▶ **Trecho do documento**:

O uso da pintura, em geral por meio de traços, atribui a essas áreas uma cor. Portanto, houve a intenção de designar cor a tais formas, mas sem preenchê-las por completo. O amarelo-pálido não cumpre propriamente uma função, mas ele também não foi coberto: a cor do suporte foi trabalhada em conjunto com as tintas para construir a imagem. O manto que Cristo usa é vermelho e verde, não é da cor do pergaminho, mas a técnica usada para colorir esse acessório, que economiza tinta, considera também o contraste entre a tinta e o suporte.

A segunda questão identificada no modo de funcionamento do sistema cromático que objetivava a variação das cores é seu uso alternado para a delimitação de espaços da imagem. Nesse caso, é possível notar uma abundância maior na quantidade de tinta disponível, sendo depositadas em maior proporção, cobrindo todo o pergaminho e criando uma camada de cor que serve para determinar a área da iluminura. Além disso, esse uso mais intensificado da tinta evidencia que a técnica de traçado foi uma escolha do(s) iluminador(es), e não uma necessidade por falta de material.

Um importante exemplo do uso da tinta como fundo de letra pode ser verificado na inicial I do fólio 125r (Fig. 2). São João é figurado em pé com uma volumosa túnica vermelha, e a tinta amarela marca o espaço e a forma da letra I junto ao traço vermelho. Esse uso sólido da tinta para demarcar o fundo da imagem é verificado em 41 das 45 iluminuras do manuscrito. A variação maior pode ser observada no uso das cores azul, amarela e verde, mas também da vermelha na pintura de alguns fundos.

Reconhece-se também o uso da cor do pergaminho, exercendo a mesma função das tintas para a delimitação da imagem. A inicial H, no fólio 120v, além das tintas vermelha, verde e azul, apresenta também a cor do pergaminho como parte da composição do fundo (Fig. 3). Na letra, houve uma hierarquização dos espaços acima da haste horizontal do H: Cristo, em uma mandorla, observa o martírio de Santo Estevão, que está sendo apedrejado abaixo da haste da letra. O fundo foi feito com 22 linhas que se alternam entre vermelho, verde e amarelo-pálido, sendo que uma das linhas é azul, a qual foi pintada mais grossa na parte de baixo da imagem em contraste com o azul da mandorla do Cristo, acima. É o fundo que une as duas cenas da imagem e que delimita o espaço da inicial. A cor do pergaminho é parte da composição desse espaço, sendo evidentemente usada da mesma forma que a cor das tintas.

Portanto, a cor amarelo-pálida serviu ao(s) iluminador(es) como parte da paleta disponível na elaboração dessa imagem, funcionando da mesma maneira que as cores provenientes das tintas: alternando os espaços de cor que reúnem as cenas narradas na iluminura. Havia a possibilidade de usar a tinta amarela ou mesmo as tintas rosa e roxa disponíveis, mas optou-se pelo uso da cor do pergaminho para fazer variar as cores da iluminura. Assim, a cor do pergaminho contribui para a diversidade cromática do códice.

▶ **Instruções das tarefas**:
a – Transcreva, do texto sobre as cores das iluminuras, o trecho que se inicia com as palavras "Reconhece-se também o" e se encerra com "cor das tintas.".
b – Prossiga com o texto sobre as cores das iluminuras a partir do ponto em que ele termina.

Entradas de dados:
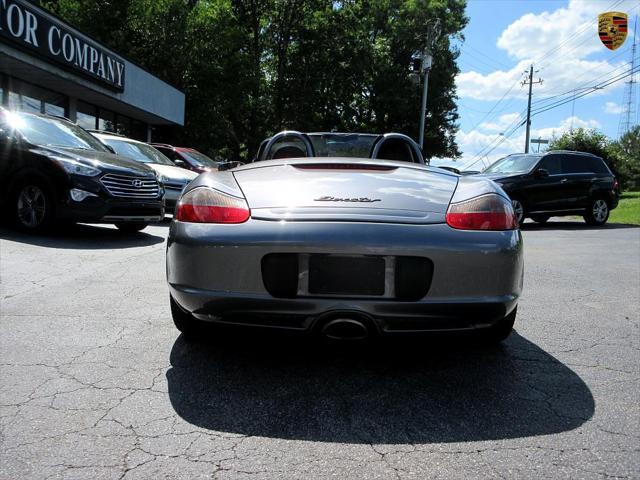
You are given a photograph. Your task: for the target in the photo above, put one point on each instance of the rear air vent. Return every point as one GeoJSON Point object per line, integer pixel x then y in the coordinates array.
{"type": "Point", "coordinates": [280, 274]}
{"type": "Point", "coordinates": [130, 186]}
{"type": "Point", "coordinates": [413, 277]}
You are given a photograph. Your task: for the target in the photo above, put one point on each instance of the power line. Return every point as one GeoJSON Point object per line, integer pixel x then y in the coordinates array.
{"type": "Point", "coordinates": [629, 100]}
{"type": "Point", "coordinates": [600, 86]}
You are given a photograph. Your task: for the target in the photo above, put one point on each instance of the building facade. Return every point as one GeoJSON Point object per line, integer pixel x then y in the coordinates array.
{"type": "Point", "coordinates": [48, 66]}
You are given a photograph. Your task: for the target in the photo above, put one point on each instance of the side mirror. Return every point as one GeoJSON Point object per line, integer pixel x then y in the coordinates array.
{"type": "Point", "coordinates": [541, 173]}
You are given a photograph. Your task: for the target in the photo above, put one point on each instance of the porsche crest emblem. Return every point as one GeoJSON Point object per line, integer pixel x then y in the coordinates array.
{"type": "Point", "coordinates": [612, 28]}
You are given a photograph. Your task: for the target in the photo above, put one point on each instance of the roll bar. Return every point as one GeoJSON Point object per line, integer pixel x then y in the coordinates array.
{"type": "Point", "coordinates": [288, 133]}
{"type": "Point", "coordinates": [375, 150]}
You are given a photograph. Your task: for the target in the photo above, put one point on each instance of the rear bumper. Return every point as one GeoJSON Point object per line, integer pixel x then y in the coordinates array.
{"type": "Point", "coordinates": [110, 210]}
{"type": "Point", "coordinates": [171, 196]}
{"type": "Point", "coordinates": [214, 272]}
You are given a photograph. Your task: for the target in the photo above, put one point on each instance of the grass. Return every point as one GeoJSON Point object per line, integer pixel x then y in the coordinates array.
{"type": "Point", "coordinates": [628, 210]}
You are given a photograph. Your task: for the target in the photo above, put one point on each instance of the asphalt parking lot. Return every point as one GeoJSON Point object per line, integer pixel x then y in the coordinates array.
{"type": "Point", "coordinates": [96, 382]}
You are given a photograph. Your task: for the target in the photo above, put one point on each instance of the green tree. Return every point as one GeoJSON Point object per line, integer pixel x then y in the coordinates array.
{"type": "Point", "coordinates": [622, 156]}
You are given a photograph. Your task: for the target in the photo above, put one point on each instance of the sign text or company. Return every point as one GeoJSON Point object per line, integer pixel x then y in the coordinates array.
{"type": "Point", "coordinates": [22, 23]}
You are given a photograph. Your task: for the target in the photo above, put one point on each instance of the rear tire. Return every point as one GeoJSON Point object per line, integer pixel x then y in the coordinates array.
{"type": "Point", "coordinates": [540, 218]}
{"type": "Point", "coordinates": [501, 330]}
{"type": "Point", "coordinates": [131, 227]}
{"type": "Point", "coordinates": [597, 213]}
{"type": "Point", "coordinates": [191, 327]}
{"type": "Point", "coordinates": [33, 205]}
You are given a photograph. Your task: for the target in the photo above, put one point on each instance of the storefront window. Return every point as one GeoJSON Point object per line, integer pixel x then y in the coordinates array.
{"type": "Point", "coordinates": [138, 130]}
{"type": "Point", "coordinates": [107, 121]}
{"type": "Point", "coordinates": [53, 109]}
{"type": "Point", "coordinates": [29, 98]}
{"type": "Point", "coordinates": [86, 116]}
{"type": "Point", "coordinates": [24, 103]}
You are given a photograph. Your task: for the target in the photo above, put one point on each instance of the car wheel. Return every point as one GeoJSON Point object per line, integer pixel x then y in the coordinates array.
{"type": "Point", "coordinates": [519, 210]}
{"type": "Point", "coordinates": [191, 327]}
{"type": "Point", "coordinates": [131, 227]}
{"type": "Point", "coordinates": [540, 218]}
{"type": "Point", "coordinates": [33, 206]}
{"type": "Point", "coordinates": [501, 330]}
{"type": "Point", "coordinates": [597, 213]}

==

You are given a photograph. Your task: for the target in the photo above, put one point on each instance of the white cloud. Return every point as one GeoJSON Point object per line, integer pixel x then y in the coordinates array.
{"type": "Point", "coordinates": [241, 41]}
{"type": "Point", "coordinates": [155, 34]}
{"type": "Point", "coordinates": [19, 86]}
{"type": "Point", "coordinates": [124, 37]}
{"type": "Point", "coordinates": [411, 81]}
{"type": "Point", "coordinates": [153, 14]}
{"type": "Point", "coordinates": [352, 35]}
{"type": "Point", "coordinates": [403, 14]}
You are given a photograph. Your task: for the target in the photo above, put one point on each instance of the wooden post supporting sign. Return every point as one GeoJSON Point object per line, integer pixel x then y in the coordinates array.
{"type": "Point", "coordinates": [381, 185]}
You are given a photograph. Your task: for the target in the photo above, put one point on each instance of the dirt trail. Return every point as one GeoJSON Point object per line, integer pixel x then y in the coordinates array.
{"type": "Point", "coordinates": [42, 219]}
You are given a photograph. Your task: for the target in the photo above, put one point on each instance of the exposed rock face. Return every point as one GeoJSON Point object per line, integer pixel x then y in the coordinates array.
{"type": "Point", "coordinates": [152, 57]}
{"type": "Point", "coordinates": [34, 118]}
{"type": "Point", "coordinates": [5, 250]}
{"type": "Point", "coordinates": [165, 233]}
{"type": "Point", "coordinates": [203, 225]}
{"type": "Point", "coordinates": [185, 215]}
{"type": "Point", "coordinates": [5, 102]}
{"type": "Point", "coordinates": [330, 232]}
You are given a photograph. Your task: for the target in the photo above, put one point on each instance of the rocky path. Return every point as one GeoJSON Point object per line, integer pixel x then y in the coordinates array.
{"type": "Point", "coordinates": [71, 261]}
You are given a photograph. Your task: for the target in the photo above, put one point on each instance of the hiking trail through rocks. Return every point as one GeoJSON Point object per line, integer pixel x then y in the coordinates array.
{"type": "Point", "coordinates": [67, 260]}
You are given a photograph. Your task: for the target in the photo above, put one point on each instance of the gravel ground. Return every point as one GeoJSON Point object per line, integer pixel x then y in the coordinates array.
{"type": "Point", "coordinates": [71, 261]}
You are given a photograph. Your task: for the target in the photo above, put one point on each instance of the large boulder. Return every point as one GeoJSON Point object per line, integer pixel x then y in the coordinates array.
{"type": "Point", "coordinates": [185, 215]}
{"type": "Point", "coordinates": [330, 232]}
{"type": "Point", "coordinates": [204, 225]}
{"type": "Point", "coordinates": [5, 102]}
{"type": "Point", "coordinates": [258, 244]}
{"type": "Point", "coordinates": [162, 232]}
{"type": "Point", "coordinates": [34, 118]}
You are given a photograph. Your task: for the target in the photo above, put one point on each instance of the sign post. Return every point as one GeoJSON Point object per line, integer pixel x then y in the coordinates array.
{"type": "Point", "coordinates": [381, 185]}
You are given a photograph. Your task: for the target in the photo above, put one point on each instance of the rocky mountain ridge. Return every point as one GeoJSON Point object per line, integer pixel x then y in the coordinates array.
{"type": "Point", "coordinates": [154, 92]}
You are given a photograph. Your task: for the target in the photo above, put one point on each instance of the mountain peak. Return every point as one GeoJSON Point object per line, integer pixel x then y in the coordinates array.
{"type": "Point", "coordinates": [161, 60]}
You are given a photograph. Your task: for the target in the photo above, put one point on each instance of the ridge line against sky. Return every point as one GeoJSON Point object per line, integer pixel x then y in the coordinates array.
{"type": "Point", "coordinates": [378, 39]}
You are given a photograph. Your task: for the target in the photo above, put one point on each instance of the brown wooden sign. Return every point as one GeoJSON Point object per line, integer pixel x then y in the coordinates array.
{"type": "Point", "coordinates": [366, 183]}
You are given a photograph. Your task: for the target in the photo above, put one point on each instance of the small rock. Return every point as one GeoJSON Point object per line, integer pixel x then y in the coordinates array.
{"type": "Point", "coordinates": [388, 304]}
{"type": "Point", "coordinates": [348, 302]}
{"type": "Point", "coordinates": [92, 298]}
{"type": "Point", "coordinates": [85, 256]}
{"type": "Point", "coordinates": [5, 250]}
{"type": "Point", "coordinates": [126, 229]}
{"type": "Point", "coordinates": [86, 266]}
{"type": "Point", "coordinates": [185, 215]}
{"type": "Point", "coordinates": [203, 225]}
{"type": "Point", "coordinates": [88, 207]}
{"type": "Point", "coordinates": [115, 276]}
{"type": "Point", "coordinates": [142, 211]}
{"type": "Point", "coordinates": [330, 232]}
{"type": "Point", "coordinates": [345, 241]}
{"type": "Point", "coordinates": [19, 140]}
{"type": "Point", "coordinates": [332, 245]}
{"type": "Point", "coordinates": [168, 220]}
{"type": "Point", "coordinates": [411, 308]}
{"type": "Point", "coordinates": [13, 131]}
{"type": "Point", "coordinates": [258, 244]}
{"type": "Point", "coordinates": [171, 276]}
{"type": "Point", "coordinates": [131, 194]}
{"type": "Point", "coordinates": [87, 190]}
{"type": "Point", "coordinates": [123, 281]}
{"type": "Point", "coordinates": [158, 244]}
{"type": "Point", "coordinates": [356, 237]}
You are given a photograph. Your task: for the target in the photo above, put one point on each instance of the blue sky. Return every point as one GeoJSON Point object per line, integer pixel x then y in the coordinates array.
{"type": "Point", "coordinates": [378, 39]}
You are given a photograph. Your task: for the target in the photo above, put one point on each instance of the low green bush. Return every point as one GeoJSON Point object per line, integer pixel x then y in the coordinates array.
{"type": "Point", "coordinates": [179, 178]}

▶ **Respostas das tarefas**:
a –
Reconhece-se também o uso da cor do pergaminho, exercendo a mesma função das tintas para a delimitação da imagem. A inicial H, no fólio 120v, além das tintas vermelha, verde e azul, apresenta também a cor do pergaminho como parte da composição do fundo (Fig. 3). Na letra, houve uma hierarquização dos espaços acima da haste horizontal do H: Cristo, em uma mandorla, observa o martírio de Santo Estevão, que está sendo apedrejado abaixo da haste da letra. O fundo foi feito com 22 linhas que se alternam entre vermelho, verde e amarelo-pálido, sendo que uma das linhas é azul, a qual foi pintada mais grossa na parte de baixo da imagem em contraste com o azul da mandorla do Cristo, acima. É o fundo que une as duas cenas da imagem e que delimita o espaço da inicial. A cor do pergaminho é parte da composição desse espaço, sendo evidentemente usada da mesma forma que a cor das tintas.

b –
Ao observar as áreas em que a cor do pergaminho foi usada, observamos que a cor também exerceu funções específicas em formas preferenciais. Assim, na tabela 3, foram relacionadas as áreas das imagens onde o amarelo-pálido foi utilizado (Tab. 3).

A tabela mostra-nos que há uma grande quantidade de categorias (no total, 16) nas quais a cor do pergaminho foi escolhida para permanecer à mostra, sem nenhuma inserção de tinta. Isso apresenta uma questão fundamental para compreender que essa cor não exerceu uma única função. A lógica do uso da cor não está ligada à área da imagem que ela ocupa. Ou seja, a cor do pergaminho não foi destinada a representar um determinado objeto ou forma. O(s) iluminador(es) escolheram deixar um orbe sem tinta, mas também um códice, pombos, instrumentos de escrita, asas, enfim, figuras variadas que mostram que as áreas sem tinta vão desde objetos até a carnação de personagens.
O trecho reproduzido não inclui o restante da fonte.